▸ Source extract:
***

A team-wide effort to recommend-and sell-a certain diet increases pet owners' compliance rates and improves your patients' health.
Pet owners are clearly learning about nutrition. Look at all those special diets in the pet-supply stores. But where are clients getting their information? Brian Conrad, practice manager at Meadow Hills Veterinary Center in Kennewick, Wash., worries that it's not from you.
"In a puppy kindergarten class here, someone asked the teacher what food she fed her dogs," Conrad says. "Then the whole class went silent so they could hear." The people in the class were in a veterinary clinic, and still they didn't just ask the doctors or team members. Conrad brought in this particular trainer so the source was reliable. Unfortunately, other people might not be as knowledgeable, but they'll still be all too happy to tell your information-hungry clients which pet food to buy. It's time to get your practice in on this action and start making strong recommendations.
And if you're going to recommend food, why not sell it? Compliance will improve and your clients won't wind up confused by the array of brands at the local superstore. Remember, suggesting and offering what your practice deems the best diet is good for your patients and you. Meadow Hills, like any veterinary clinic, is still oriented toward services over products, Conrad says, but that doesn't mean clients aren't served by good products.
Conrad has drafted a plan for optimum client compliance, and the components are listed on the next page in his order of importance. So even if you can't make room for an all-encompassing food pantry (No. 4), your practice can still recommend a product line and ensure that every team member understands its benefits.

***

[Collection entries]
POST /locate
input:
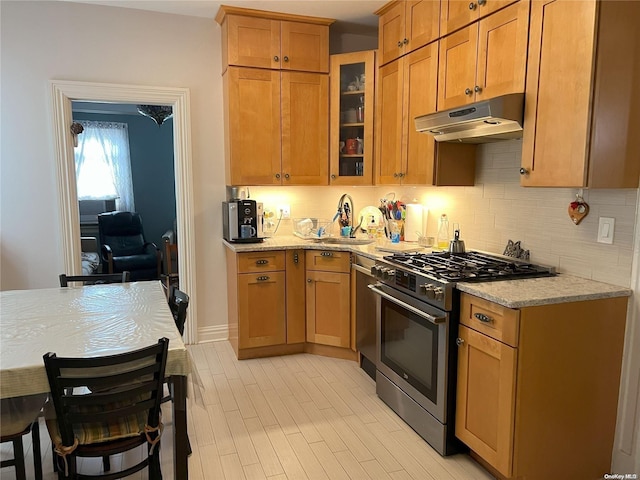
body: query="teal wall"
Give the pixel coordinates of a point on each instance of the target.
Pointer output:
(152, 169)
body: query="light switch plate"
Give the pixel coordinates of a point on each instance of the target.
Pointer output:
(605, 229)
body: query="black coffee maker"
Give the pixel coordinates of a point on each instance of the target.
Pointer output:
(242, 221)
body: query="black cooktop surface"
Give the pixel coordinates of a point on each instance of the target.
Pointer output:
(468, 266)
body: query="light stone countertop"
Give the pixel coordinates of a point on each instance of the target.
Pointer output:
(562, 288)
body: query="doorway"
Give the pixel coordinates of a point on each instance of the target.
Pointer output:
(63, 93)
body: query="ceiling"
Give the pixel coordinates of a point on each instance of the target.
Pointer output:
(353, 15)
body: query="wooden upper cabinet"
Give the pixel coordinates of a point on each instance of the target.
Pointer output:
(305, 128)
(407, 89)
(581, 110)
(405, 26)
(255, 38)
(455, 14)
(252, 126)
(486, 59)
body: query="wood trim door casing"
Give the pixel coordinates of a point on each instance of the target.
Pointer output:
(63, 92)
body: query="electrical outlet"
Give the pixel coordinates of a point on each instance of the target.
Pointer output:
(605, 229)
(285, 211)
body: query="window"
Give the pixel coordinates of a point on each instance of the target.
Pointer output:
(103, 165)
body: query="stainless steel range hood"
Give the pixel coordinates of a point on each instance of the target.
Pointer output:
(498, 118)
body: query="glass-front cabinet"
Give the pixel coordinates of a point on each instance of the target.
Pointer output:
(352, 112)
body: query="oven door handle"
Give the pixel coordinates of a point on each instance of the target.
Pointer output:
(420, 313)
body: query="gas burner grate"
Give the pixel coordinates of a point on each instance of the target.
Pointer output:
(468, 266)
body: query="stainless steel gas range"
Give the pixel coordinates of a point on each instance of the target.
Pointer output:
(417, 315)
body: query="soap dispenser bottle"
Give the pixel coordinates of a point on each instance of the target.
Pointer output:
(443, 232)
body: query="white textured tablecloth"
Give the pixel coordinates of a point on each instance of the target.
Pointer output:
(86, 321)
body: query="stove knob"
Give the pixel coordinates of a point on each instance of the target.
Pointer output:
(429, 291)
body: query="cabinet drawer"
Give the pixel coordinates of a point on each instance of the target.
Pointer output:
(494, 320)
(328, 261)
(261, 261)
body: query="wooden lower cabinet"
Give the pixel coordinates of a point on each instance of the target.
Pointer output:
(328, 297)
(266, 302)
(537, 388)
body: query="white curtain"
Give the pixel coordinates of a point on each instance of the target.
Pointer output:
(103, 164)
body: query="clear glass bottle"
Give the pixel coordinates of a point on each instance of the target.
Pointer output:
(443, 233)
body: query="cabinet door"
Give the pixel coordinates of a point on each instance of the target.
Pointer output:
(252, 41)
(305, 47)
(455, 14)
(329, 308)
(296, 296)
(502, 52)
(485, 406)
(351, 117)
(557, 108)
(261, 311)
(391, 33)
(305, 128)
(457, 68)
(389, 139)
(422, 24)
(420, 86)
(252, 124)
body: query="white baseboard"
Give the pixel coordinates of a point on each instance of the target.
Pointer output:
(212, 334)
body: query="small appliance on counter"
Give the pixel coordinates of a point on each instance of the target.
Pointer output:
(242, 221)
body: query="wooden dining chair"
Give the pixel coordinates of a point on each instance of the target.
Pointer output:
(19, 417)
(107, 405)
(97, 279)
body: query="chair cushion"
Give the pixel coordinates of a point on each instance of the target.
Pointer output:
(18, 413)
(98, 432)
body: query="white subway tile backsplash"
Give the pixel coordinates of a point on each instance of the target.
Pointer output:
(498, 209)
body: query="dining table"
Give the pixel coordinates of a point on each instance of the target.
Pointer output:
(91, 321)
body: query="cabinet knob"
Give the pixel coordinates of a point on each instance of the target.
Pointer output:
(483, 318)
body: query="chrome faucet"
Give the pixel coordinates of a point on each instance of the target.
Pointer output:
(345, 212)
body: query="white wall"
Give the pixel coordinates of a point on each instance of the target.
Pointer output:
(41, 41)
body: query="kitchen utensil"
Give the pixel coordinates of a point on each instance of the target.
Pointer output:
(456, 245)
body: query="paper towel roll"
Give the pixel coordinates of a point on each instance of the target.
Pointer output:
(413, 222)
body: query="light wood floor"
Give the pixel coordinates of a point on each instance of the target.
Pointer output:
(288, 418)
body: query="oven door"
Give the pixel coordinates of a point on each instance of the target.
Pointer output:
(412, 347)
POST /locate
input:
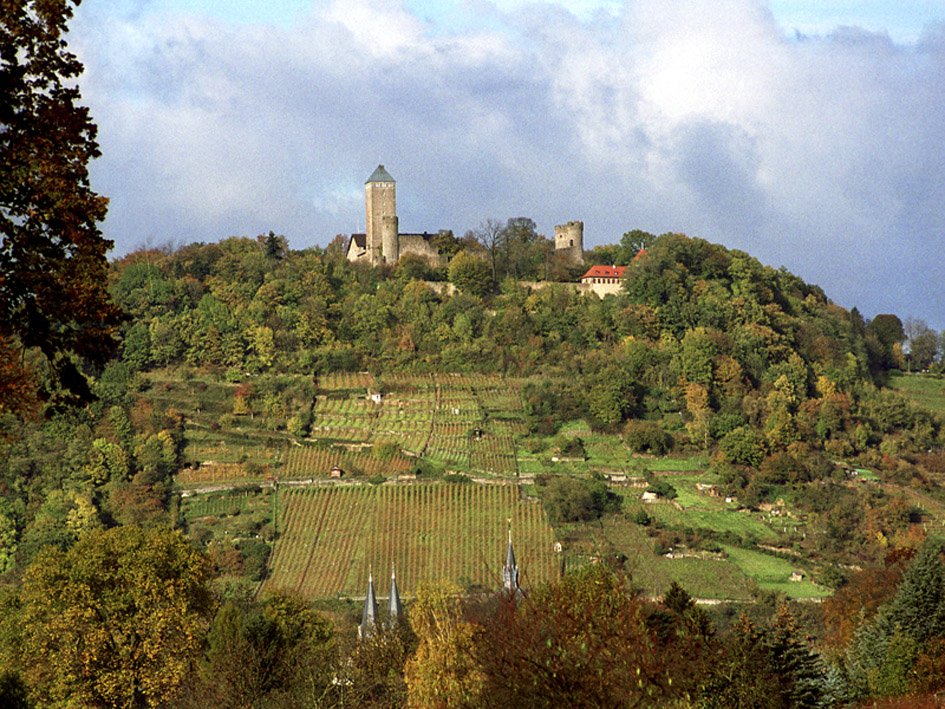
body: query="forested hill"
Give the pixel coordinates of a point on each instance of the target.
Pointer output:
(703, 335)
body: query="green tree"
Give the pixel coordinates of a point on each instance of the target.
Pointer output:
(52, 255)
(274, 653)
(444, 670)
(470, 274)
(115, 621)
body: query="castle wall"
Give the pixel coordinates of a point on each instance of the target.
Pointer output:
(390, 239)
(419, 245)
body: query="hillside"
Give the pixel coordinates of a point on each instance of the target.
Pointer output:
(281, 365)
(718, 432)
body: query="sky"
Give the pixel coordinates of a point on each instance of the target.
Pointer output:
(810, 134)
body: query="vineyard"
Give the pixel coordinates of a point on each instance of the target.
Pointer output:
(460, 421)
(330, 536)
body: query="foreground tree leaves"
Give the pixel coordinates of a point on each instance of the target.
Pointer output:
(52, 255)
(116, 621)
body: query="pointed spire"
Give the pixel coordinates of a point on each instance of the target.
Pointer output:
(510, 571)
(369, 615)
(395, 609)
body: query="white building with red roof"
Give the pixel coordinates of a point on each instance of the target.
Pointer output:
(603, 280)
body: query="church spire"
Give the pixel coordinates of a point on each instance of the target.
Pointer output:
(510, 571)
(395, 609)
(369, 615)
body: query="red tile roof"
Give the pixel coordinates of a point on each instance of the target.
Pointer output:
(605, 272)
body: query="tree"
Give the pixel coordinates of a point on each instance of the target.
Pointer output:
(923, 344)
(632, 243)
(52, 255)
(489, 234)
(115, 621)
(889, 333)
(265, 654)
(470, 274)
(443, 671)
(582, 641)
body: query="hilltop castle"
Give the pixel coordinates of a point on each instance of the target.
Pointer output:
(382, 241)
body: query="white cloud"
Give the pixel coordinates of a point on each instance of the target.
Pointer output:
(700, 116)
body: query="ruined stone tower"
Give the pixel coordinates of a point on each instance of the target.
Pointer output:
(569, 241)
(380, 199)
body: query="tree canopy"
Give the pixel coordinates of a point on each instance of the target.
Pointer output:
(52, 254)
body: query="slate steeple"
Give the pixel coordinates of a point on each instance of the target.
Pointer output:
(369, 614)
(395, 609)
(510, 570)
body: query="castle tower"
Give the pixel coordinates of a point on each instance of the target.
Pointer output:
(569, 241)
(395, 609)
(369, 614)
(380, 201)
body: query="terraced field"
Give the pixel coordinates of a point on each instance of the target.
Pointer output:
(331, 536)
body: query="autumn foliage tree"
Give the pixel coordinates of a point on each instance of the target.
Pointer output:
(52, 254)
(117, 620)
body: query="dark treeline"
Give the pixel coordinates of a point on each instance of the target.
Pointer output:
(705, 350)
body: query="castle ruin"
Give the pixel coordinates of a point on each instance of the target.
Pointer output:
(382, 241)
(569, 241)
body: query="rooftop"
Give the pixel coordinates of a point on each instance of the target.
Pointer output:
(380, 175)
(605, 272)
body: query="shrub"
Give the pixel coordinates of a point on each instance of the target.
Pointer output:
(664, 489)
(576, 500)
(647, 437)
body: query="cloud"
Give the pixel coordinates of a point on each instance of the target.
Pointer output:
(821, 154)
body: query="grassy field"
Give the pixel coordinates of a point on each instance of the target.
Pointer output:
(773, 573)
(923, 389)
(706, 577)
(331, 536)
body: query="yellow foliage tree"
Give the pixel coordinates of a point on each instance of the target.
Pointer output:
(443, 671)
(115, 621)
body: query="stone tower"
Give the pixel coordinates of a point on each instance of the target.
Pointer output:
(380, 201)
(569, 241)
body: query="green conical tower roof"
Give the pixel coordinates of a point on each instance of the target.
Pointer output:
(380, 175)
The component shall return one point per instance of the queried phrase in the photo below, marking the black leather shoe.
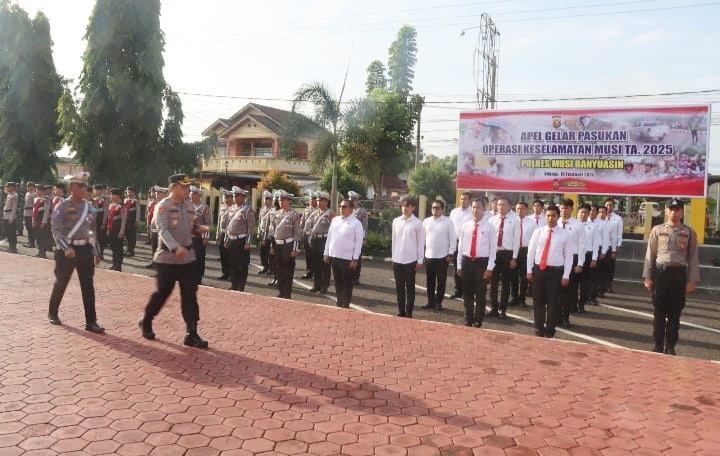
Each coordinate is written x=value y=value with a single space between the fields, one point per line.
x=147 y=331
x=94 y=327
x=193 y=340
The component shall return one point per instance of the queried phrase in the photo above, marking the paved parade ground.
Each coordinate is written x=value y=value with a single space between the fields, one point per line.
x=286 y=377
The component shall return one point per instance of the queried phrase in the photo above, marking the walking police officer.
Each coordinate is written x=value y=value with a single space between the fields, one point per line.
x=175 y=260
x=238 y=240
x=670 y=270
x=73 y=222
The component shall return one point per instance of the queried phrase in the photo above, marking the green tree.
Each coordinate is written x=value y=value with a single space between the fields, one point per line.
x=375 y=76
x=121 y=113
x=378 y=136
x=402 y=59
x=432 y=181
x=274 y=180
x=328 y=117
x=29 y=92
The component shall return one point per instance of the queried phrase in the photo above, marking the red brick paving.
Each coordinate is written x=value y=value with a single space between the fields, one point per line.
x=285 y=377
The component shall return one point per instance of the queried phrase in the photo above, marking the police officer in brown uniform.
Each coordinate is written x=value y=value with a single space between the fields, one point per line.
x=73 y=222
x=238 y=240
x=287 y=241
x=318 y=236
x=670 y=270
x=175 y=260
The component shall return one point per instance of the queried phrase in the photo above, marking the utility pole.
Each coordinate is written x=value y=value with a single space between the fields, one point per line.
x=487 y=54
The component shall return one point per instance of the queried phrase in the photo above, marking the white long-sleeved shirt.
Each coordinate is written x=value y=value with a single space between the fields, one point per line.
x=408 y=240
x=459 y=216
x=615 y=226
x=560 y=253
x=440 y=237
x=485 y=242
x=510 y=232
x=593 y=239
x=345 y=237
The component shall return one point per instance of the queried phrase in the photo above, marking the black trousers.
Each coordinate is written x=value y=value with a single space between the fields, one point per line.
x=11 y=234
x=224 y=260
x=546 y=299
x=519 y=284
x=200 y=252
x=116 y=245
x=587 y=280
x=569 y=294
x=436 y=275
x=84 y=262
x=131 y=236
x=474 y=289
x=186 y=276
x=343 y=281
x=30 y=230
x=320 y=269
x=502 y=275
x=238 y=263
x=285 y=268
x=405 y=287
x=668 y=302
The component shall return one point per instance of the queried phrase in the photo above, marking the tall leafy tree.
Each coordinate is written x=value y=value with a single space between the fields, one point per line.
x=29 y=92
x=122 y=87
x=375 y=76
x=401 y=61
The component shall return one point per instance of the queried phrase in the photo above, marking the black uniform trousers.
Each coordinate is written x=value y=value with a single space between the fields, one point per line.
x=11 y=234
x=405 y=287
x=502 y=275
x=238 y=263
x=546 y=299
x=200 y=250
x=186 y=276
x=669 y=284
x=30 y=230
x=474 y=288
x=320 y=269
x=587 y=280
x=519 y=284
x=84 y=262
x=224 y=263
x=436 y=280
x=569 y=294
x=116 y=245
x=285 y=268
x=343 y=281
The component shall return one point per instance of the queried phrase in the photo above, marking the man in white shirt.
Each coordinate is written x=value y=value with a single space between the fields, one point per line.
x=477 y=245
x=519 y=285
x=342 y=250
x=440 y=245
x=577 y=234
x=615 y=226
x=590 y=257
x=408 y=245
x=550 y=256
x=458 y=216
x=507 y=228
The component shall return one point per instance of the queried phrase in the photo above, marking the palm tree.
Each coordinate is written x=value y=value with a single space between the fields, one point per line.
x=328 y=115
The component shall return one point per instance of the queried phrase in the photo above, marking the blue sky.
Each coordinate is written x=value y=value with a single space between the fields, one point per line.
x=241 y=51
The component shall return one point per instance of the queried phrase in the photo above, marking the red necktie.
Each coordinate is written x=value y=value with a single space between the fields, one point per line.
x=502 y=226
x=546 y=250
x=473 y=243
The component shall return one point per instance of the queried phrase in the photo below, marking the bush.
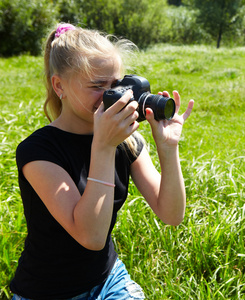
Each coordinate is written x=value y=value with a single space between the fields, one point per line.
x=183 y=28
x=140 y=21
x=23 y=24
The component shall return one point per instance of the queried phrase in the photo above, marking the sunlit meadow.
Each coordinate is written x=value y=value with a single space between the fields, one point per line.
x=204 y=257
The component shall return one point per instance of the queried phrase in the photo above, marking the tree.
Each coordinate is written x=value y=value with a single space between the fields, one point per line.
x=217 y=17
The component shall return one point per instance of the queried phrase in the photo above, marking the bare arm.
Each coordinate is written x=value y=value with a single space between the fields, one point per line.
x=87 y=218
x=164 y=192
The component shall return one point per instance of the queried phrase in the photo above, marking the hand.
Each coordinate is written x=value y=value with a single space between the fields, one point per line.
x=113 y=126
x=168 y=132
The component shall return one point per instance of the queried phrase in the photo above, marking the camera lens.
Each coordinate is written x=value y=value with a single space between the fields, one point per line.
x=169 y=108
x=163 y=107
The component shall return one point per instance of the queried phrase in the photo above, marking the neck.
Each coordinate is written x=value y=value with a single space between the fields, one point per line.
x=75 y=125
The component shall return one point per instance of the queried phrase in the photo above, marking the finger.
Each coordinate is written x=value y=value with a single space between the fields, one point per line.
x=188 y=110
x=121 y=103
x=164 y=93
x=177 y=101
x=149 y=115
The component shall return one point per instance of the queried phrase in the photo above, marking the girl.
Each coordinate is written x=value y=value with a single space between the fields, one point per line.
x=74 y=173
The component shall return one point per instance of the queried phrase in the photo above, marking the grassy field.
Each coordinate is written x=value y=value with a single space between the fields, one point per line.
x=204 y=257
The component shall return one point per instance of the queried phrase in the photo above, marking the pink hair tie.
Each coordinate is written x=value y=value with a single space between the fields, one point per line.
x=62 y=28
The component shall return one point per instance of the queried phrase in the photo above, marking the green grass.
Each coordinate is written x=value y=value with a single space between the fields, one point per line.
x=204 y=257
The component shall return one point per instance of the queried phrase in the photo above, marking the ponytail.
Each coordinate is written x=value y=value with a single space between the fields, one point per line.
x=52 y=105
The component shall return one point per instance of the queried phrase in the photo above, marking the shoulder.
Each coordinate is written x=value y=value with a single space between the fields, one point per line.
x=40 y=145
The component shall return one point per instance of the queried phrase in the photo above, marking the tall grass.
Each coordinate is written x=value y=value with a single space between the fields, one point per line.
x=204 y=257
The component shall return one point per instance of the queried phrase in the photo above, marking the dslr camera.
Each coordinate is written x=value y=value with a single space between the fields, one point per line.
x=163 y=107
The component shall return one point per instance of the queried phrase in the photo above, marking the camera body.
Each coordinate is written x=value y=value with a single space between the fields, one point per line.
x=163 y=107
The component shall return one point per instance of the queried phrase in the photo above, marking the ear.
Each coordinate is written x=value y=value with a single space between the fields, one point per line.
x=57 y=85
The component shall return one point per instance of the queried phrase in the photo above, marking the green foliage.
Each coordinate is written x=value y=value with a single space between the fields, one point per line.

***

▸ Aim of the task:
From the passage on recommending pet diets, copy the words starting with "And if you're" and going on through "understands its benefits.".

▸ Solved problem:
And if you're going to recommend food, why not sell it? Compliance will improve and your clients won't wind up confused by the array of brands at the local superstore. Remember, suggesting and offering what your practice deems the best diet is good for your patients and you. Meadow Hills, like any veterinary clinic, is still oriented toward services over products, Conrad says, but that doesn't mean clients aren't served by good products.
Conrad has drafted a plan for optimum client compliance, and the components are listed on the next page in his order of importance. So even if you can't make room for an all-encompassing food pantry (No. 4), your practice can still recommend a product line and ensure that every team member understands its benefits.